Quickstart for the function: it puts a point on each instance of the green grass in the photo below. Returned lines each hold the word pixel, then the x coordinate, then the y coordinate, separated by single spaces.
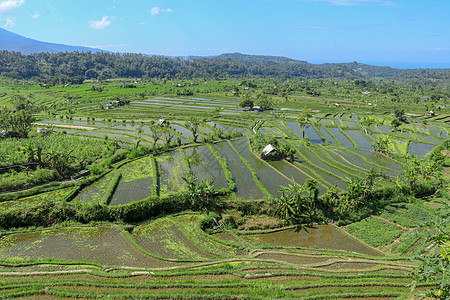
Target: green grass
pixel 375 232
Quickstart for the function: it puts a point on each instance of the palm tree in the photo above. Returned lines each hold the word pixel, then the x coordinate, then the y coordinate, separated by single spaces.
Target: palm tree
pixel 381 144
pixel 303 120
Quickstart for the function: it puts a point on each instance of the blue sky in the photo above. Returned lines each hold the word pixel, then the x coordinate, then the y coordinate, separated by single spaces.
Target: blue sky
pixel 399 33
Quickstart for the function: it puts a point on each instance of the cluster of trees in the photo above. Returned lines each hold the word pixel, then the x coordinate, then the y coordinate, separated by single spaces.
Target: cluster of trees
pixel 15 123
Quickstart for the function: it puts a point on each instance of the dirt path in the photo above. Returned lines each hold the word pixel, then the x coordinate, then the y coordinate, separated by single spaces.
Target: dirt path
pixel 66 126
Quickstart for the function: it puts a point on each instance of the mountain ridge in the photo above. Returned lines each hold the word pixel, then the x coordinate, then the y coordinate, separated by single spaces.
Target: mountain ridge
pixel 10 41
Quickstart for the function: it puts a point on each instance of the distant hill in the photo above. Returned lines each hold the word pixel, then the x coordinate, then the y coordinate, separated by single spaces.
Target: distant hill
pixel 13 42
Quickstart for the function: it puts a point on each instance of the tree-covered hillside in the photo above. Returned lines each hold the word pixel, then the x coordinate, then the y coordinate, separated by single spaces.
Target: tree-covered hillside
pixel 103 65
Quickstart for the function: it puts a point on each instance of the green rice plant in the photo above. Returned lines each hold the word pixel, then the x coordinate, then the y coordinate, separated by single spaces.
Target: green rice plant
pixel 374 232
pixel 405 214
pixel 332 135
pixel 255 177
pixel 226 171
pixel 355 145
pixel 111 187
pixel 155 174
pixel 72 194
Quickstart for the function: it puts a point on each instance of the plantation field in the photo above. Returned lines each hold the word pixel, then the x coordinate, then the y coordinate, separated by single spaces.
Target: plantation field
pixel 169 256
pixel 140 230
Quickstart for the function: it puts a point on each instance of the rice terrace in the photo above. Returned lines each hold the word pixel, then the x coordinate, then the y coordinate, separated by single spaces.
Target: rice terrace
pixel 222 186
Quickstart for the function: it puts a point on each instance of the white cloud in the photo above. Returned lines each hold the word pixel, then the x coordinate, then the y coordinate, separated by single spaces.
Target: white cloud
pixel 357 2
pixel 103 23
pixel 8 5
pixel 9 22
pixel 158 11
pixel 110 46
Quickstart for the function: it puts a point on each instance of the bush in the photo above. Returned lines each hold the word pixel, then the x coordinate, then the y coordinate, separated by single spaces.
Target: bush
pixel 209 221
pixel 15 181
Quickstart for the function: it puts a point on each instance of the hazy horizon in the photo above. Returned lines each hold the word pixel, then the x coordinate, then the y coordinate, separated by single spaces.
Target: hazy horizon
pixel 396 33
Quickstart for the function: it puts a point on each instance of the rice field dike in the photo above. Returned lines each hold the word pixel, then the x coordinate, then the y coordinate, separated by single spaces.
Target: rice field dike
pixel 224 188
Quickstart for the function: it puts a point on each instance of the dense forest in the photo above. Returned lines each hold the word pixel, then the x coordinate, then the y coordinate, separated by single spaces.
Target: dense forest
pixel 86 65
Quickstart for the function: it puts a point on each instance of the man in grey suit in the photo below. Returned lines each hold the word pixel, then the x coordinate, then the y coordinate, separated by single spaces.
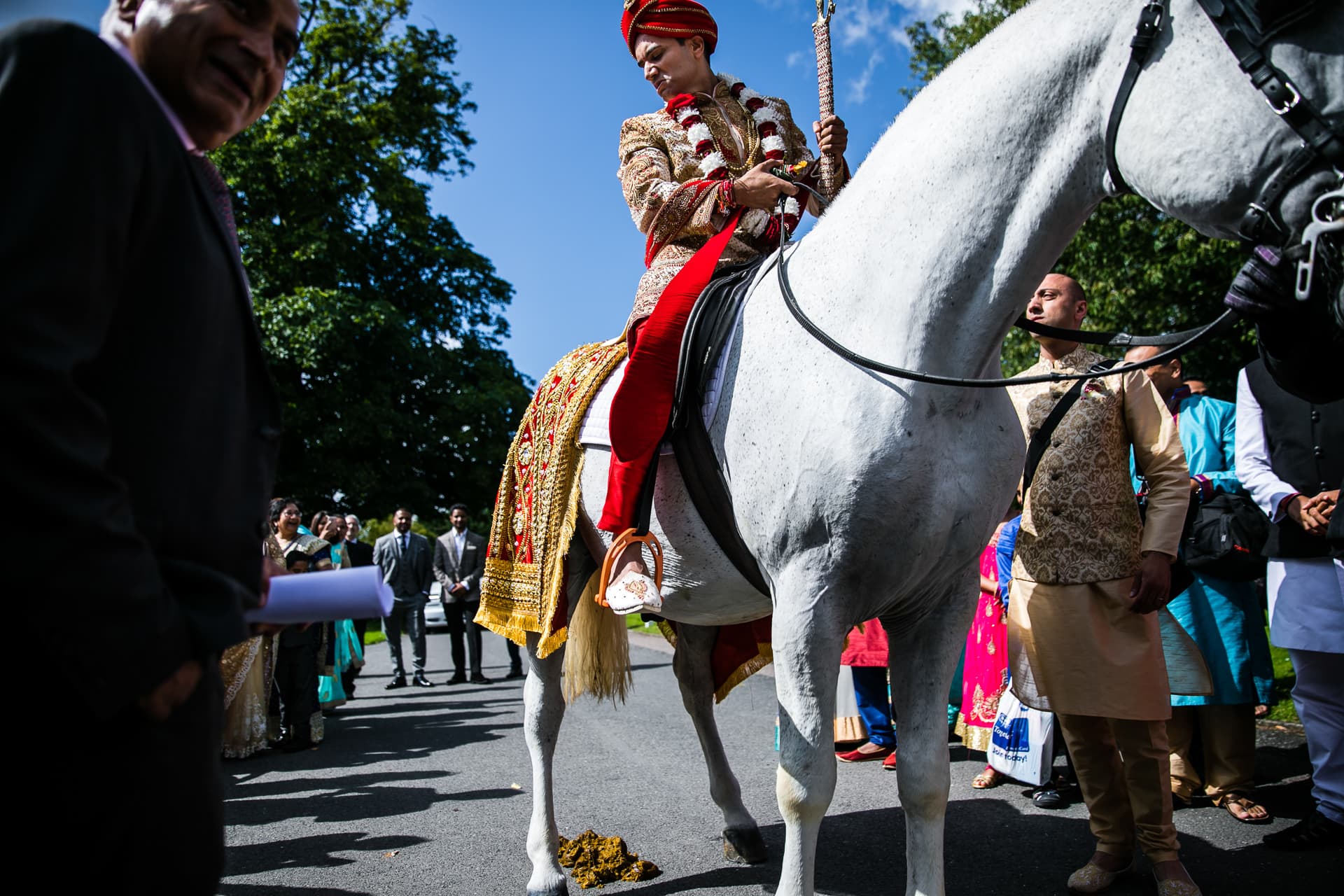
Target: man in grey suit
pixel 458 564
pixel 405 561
* * *
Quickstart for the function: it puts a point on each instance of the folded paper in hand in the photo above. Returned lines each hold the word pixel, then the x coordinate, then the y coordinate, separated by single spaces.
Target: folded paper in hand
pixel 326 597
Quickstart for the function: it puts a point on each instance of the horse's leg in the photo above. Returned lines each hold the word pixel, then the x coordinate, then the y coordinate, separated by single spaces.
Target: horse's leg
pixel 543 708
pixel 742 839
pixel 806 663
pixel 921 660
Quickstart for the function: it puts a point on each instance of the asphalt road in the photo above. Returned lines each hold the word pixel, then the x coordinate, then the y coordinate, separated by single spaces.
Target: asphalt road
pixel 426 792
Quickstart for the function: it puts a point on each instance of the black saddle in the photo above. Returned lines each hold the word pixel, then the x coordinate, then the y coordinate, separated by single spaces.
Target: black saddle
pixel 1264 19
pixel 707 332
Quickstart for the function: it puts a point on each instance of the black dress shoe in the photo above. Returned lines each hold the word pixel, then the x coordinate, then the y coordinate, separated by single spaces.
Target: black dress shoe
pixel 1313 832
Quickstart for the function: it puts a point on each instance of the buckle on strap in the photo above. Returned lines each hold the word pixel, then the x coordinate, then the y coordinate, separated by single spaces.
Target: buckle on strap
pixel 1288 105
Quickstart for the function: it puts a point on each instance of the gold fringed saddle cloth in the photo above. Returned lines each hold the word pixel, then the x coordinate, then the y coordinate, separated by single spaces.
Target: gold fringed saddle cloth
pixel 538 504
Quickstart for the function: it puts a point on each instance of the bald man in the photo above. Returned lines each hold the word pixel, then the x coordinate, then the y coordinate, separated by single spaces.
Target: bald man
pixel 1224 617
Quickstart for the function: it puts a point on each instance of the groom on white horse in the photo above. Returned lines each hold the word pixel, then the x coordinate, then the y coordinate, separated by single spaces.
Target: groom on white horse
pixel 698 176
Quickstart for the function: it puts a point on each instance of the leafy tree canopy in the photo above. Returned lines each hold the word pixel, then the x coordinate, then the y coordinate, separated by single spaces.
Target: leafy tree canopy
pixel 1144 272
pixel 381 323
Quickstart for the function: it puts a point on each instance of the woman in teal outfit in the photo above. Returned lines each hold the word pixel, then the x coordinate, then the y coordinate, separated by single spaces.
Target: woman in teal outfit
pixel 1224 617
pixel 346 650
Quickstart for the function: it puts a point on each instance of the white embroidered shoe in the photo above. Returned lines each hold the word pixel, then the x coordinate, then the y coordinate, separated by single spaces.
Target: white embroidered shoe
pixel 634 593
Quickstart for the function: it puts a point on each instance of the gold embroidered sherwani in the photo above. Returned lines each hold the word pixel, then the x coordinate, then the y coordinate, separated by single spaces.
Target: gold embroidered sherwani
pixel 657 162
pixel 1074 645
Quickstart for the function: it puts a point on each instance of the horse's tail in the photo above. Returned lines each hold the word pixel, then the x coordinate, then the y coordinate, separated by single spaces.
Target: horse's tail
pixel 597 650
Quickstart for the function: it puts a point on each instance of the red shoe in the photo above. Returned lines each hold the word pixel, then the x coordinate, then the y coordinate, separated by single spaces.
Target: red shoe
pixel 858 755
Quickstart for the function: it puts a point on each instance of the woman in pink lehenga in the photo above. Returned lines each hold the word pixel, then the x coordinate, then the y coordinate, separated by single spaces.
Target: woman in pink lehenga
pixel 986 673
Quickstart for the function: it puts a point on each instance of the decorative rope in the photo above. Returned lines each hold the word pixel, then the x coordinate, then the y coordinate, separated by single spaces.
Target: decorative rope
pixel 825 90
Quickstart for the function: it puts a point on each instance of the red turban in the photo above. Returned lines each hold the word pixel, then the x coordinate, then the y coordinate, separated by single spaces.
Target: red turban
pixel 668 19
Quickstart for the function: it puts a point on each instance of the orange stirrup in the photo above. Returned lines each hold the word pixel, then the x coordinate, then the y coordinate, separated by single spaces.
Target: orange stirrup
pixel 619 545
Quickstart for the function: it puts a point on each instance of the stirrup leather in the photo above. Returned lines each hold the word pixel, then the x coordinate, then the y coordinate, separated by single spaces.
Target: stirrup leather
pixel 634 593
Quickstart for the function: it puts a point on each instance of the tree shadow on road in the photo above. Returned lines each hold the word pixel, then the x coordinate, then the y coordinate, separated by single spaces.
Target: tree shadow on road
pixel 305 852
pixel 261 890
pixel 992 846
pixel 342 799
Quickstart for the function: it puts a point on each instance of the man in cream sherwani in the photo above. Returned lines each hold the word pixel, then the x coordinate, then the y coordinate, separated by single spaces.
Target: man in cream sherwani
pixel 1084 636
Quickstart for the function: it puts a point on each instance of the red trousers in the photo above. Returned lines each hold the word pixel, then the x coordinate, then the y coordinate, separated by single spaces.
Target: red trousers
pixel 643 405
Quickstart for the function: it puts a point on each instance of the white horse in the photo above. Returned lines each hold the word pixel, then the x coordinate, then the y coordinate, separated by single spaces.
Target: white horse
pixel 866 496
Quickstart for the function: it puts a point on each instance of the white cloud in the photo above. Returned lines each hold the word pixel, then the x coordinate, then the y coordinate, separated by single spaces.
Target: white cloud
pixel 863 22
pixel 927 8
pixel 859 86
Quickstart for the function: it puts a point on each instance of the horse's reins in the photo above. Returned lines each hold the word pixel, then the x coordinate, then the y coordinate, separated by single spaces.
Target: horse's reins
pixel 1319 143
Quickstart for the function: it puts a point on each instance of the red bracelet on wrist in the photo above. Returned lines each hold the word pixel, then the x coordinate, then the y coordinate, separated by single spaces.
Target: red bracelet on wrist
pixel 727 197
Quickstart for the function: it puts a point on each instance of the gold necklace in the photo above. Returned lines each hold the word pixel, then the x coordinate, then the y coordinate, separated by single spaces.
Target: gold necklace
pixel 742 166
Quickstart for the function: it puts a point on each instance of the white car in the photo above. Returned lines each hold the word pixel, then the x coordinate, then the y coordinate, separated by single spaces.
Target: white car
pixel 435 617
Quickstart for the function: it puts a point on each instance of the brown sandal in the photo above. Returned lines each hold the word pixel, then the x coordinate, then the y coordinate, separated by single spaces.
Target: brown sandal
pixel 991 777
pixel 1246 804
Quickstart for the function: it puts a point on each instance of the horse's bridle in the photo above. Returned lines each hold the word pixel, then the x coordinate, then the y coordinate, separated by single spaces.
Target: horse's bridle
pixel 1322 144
...
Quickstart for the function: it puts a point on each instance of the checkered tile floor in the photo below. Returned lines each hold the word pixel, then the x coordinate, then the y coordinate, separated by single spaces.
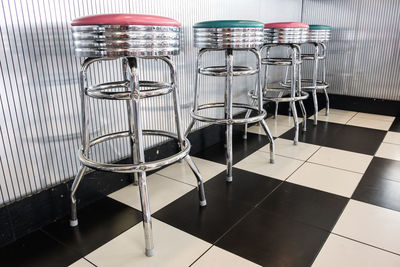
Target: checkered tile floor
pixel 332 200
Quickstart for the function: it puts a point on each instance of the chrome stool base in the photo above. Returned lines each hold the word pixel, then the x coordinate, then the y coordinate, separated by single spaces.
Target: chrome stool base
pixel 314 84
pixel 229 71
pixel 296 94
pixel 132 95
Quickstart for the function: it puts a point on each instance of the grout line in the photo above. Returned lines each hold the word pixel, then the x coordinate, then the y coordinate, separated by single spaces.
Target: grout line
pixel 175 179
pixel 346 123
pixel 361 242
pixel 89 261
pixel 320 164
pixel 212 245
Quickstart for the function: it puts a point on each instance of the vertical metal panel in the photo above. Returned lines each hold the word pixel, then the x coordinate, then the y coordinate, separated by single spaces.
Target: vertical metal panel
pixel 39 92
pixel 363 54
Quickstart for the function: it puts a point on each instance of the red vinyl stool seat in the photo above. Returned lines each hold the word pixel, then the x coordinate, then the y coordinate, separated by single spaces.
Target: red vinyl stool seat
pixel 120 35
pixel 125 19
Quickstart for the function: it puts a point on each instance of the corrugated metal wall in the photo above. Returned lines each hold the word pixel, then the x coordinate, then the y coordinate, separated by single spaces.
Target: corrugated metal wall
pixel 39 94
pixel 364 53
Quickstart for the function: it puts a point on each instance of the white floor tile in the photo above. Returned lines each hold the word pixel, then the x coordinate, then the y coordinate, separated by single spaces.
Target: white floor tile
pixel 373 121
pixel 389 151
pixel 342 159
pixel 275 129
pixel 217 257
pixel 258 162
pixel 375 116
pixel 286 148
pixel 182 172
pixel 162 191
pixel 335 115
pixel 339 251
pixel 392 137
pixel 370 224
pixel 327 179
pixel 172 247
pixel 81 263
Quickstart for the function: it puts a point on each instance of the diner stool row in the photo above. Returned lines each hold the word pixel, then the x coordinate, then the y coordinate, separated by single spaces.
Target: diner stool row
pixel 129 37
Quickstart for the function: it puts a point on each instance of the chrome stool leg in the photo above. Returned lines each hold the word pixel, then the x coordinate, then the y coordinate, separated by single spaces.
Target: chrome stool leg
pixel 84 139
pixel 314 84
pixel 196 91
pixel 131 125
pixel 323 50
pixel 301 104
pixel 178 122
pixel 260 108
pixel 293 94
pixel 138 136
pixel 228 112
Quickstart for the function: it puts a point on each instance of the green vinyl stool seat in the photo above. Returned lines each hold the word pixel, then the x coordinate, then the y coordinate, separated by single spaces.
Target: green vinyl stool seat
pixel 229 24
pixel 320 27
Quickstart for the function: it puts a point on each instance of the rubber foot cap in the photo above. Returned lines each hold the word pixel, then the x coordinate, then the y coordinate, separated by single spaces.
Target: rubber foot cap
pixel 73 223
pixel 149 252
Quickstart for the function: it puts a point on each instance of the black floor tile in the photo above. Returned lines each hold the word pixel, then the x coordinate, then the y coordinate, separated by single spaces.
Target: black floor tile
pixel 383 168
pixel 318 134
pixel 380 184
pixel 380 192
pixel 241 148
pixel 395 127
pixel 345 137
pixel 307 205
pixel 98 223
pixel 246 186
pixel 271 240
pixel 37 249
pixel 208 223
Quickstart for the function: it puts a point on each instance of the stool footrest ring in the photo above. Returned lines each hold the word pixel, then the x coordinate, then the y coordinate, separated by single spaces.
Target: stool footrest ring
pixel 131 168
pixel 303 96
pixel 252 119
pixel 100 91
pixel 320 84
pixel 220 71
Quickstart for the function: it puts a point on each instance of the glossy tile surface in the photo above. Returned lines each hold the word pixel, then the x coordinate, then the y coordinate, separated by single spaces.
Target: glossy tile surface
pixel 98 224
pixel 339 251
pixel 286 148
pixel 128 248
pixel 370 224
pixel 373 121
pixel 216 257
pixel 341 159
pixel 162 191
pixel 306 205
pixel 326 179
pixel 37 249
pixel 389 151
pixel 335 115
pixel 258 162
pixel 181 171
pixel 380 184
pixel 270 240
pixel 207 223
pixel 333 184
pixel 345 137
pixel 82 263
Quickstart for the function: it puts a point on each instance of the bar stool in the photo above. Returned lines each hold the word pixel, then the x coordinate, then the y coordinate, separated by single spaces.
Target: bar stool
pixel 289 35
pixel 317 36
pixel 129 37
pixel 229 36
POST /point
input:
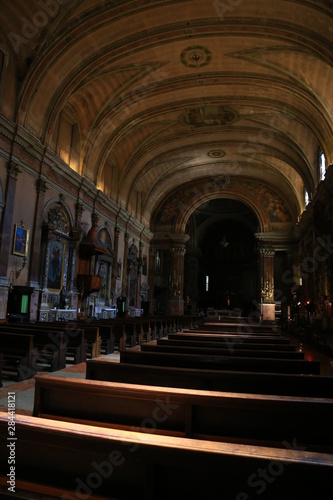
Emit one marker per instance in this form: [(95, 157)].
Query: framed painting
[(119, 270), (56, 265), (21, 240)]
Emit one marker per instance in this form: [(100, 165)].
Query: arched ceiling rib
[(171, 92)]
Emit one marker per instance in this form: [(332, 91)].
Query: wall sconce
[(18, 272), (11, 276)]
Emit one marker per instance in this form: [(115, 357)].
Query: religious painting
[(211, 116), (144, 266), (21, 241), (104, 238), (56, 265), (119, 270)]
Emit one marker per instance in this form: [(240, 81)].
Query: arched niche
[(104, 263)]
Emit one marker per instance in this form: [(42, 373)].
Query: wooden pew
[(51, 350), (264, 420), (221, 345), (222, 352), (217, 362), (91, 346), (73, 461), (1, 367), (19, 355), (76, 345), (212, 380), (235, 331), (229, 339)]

# [TASK STATEMENT]
Everything from the line with "the green vinyl" through the line with "of the glossy" in the listing above must be retyped exactly, with nothing added.

# [EXPECTED ANSWER]
Quickstart for the function: it puts a point on each instance of the green vinyl stool seat in the photo above. Returned lines each hold the word pixel, then the x coordinate, then the y coordinate, separated by single spaces.
Target: green vinyl stool seat
pixel 229 24
pixel 320 27
Quickstart for the function: it puts a point on each instance of the rubber foot cap in the photo above. Returned lines each hold the word pixel, then the x coordinate, then the y coordinate, separated by single spaces.
Target: rubber foot cap
pixel 73 223
pixel 149 252
Quickstart for the function: it puts a point on each instance of the black floor tile in the photo above. Returned lines each hold the word pixel, then the x coordinate, then the y coordinate, separated by single spaces.
Target: black floor tile
pixel 383 168
pixel 318 134
pixel 380 184
pixel 380 192
pixel 241 148
pixel 395 127
pixel 345 137
pixel 307 205
pixel 98 223
pixel 246 186
pixel 271 240
pixel 37 249
pixel 208 223
Quickstart for the function: it puts a point on each instance of the stool footrest ring in the photo above. Returned lines each hold the word pixel, then the x coordinate, then the y coordinate, separated by single spaces.
Target: stool footrest ring
pixel 131 168
pixel 303 96
pixel 252 119
pixel 100 91
pixel 320 84
pixel 220 71
Quickstart for the function: it puts a point on each instance of the glossy tile surface in the photo above. Returned lines each hold the word pixel, then the x coordinate, then the y coordinate, separated by single spaces.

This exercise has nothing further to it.